Task requirements:
Copy the material below word for word, keeping every line in its original order.

Source records
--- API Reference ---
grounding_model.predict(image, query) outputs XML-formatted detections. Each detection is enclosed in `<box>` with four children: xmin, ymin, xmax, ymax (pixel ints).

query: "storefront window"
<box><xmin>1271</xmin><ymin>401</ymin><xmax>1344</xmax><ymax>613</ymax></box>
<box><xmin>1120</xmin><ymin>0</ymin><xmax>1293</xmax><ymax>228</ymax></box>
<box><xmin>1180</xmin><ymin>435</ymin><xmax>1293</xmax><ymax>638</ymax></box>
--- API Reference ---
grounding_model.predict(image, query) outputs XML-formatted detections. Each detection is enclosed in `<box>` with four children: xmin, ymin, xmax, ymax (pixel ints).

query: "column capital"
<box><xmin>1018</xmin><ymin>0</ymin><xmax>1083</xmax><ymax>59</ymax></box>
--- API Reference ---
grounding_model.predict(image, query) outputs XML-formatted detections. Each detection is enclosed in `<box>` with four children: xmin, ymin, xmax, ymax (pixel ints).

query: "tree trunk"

Answer to the problem:
--- API Reference ---
grounding_model.predict(image, query) outputs XML-formatted detections. Each detection is enclosed in `<box>` with four children: xmin, ymin, xmax, ymax (pixel ints).

query: "storefront window"
<box><xmin>1271</xmin><ymin>401</ymin><xmax>1344</xmax><ymax>613</ymax></box>
<box><xmin>1120</xmin><ymin>0</ymin><xmax>1293</xmax><ymax>228</ymax></box>
<box><xmin>1180</xmin><ymin>435</ymin><xmax>1293</xmax><ymax>638</ymax></box>
--- API Reference ---
grounding_model.predict(image, query) outputs XML-formatted detections. Each detection is enclosed in `<box>` with four children: xmin, ymin, xmax, ymax (pixel ints).

query: "column capital"
<box><xmin>1018</xmin><ymin>0</ymin><xmax>1083</xmax><ymax>59</ymax></box>
--- API Reference ---
grounding_model.predict(image, query) outputs XML-formatted detections. Each detection is enclosed in `<box>` with four children: xmin, ymin, xmax, ymax (pixel ints).

query: "tree trunk"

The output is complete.